### WHAT TO WORK ON
Could you output the lines below, from the line with "mark the region of the **open" up to and including the last line, as a JSON list of strings, one string per line, with blank lines left out?
────────────────────────────────────────
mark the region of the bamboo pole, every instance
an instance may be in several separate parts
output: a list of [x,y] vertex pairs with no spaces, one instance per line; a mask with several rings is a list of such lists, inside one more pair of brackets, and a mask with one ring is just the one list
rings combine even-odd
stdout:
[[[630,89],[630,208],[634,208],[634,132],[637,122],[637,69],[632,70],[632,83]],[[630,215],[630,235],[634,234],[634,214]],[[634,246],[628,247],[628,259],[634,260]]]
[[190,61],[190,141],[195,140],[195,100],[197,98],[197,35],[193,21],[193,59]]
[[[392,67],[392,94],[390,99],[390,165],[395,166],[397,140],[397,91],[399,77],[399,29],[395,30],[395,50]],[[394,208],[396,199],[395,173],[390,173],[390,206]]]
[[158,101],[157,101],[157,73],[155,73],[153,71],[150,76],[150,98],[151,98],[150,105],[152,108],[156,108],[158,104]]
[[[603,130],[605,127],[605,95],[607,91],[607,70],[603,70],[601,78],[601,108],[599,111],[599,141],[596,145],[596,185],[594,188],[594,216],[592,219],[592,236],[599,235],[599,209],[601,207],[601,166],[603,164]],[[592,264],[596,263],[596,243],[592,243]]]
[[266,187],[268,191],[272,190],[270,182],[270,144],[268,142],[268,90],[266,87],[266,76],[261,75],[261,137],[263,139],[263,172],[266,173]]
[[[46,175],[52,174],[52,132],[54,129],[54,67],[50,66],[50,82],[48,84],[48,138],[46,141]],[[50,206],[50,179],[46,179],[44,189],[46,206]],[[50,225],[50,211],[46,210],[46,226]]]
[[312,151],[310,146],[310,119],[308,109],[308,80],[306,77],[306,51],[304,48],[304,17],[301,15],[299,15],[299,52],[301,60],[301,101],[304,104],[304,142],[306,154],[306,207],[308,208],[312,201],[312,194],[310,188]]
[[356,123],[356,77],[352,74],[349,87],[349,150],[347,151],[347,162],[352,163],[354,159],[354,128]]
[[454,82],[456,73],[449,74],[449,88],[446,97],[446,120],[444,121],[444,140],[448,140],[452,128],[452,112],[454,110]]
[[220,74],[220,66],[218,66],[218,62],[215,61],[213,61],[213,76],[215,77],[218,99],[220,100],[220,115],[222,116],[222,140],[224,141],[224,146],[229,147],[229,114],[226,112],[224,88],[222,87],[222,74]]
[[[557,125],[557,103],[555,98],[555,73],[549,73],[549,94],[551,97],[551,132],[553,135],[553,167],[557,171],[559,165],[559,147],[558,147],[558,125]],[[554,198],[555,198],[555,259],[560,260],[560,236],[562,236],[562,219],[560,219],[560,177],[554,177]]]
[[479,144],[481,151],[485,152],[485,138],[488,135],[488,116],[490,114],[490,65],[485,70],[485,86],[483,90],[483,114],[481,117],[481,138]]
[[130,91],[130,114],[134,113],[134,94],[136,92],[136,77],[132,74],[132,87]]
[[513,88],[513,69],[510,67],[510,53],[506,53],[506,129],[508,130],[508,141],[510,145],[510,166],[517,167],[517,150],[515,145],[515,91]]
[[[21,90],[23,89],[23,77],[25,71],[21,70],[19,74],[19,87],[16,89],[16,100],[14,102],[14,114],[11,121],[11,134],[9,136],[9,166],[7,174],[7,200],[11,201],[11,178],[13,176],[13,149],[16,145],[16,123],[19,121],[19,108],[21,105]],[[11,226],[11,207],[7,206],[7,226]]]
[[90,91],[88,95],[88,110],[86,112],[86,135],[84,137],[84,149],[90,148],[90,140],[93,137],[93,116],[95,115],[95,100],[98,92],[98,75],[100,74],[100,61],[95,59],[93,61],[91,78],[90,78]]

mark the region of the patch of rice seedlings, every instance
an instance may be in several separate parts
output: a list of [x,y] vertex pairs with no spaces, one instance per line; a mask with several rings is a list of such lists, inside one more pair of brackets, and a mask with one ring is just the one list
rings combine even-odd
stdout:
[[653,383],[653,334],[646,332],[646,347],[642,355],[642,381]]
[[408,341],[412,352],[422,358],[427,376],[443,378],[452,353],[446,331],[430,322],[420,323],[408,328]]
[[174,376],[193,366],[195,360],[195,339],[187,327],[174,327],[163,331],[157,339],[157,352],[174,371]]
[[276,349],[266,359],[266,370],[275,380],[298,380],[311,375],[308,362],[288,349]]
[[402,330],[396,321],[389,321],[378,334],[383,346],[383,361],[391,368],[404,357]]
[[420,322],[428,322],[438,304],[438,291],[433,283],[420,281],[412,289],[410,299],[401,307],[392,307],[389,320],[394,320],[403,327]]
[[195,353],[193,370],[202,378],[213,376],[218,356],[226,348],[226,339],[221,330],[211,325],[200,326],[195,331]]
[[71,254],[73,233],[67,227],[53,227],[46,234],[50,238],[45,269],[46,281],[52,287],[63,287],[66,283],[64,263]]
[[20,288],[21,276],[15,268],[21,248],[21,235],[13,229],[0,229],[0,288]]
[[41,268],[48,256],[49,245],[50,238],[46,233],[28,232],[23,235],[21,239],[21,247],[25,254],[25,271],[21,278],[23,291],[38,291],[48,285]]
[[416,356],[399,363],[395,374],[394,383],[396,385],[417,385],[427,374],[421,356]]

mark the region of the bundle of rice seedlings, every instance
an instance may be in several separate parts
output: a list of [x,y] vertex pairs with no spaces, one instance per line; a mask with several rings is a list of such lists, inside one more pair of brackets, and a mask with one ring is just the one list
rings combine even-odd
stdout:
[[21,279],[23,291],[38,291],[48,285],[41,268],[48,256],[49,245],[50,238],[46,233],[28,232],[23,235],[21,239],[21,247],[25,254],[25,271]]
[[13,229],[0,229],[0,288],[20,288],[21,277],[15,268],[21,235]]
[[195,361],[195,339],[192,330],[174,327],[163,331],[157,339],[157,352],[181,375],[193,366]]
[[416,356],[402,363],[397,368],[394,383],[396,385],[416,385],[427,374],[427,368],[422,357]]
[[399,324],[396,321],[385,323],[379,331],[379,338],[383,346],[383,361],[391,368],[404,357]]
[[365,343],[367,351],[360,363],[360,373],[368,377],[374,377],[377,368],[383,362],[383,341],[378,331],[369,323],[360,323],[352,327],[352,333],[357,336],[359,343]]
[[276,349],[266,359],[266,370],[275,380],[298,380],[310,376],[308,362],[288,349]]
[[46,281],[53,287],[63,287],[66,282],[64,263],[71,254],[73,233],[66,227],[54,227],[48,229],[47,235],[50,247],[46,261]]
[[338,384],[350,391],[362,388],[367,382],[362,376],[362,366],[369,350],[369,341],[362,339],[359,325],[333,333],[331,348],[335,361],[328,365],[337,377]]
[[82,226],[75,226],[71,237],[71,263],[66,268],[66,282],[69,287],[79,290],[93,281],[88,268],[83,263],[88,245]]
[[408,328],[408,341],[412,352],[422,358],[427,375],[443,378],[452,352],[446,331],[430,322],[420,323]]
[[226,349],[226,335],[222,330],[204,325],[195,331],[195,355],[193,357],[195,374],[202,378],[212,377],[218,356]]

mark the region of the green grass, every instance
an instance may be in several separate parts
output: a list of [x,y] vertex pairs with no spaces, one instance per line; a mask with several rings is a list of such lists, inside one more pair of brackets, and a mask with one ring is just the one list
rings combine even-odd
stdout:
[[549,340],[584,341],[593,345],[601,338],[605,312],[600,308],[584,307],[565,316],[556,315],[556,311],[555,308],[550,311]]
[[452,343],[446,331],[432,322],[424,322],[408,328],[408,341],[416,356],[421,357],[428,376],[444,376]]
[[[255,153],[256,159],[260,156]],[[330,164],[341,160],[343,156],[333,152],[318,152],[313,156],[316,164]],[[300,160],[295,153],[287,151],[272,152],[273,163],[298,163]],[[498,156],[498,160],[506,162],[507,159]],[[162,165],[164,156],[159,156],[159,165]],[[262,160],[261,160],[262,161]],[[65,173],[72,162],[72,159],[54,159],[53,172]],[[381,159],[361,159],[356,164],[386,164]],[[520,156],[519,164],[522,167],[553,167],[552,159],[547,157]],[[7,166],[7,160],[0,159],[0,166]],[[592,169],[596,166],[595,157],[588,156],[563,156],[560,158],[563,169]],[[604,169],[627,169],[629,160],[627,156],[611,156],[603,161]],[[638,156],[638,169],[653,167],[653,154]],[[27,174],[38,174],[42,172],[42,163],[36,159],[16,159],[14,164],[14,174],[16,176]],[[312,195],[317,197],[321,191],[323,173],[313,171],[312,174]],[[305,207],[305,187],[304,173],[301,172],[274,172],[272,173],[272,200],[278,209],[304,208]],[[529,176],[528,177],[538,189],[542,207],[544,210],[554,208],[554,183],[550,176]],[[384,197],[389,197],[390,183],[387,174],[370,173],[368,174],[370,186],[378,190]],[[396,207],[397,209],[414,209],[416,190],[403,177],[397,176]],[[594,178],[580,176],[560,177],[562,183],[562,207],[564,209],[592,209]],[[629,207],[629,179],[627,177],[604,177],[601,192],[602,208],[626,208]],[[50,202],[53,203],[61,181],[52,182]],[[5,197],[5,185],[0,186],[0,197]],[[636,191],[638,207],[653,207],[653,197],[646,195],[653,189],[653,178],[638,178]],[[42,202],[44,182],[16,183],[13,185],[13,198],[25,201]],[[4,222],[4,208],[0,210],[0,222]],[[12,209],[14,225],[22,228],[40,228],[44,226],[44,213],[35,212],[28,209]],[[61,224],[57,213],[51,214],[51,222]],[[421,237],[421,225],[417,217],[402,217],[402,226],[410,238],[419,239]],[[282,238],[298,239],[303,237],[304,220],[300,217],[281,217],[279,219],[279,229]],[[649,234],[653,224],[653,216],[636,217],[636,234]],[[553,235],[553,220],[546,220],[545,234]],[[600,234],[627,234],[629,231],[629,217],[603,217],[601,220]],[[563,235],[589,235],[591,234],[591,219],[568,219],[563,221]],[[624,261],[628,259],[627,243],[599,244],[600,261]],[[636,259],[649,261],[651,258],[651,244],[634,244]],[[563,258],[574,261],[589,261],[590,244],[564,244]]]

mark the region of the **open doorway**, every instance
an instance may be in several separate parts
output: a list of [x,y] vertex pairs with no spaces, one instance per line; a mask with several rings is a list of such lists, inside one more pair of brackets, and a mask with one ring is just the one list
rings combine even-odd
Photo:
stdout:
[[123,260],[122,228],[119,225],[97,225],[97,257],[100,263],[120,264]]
────────────────────────────────────────
### FULL SOLUTION
[
  "mark the region of the **open doorway**, every instance",
  "an instance may be in several separate parts",
  "output: a list of [x,y] vertex pairs with no spaces, one instance per line; a mask with several rings is a list of such lists, inside one more pair of brackets, and a mask with one ring is just the one list",
  "rings combine even-odd",
  "Photo:",
  "stdout:",
  "[[123,260],[122,228],[119,225],[97,225],[97,257],[100,263],[120,264]]"
]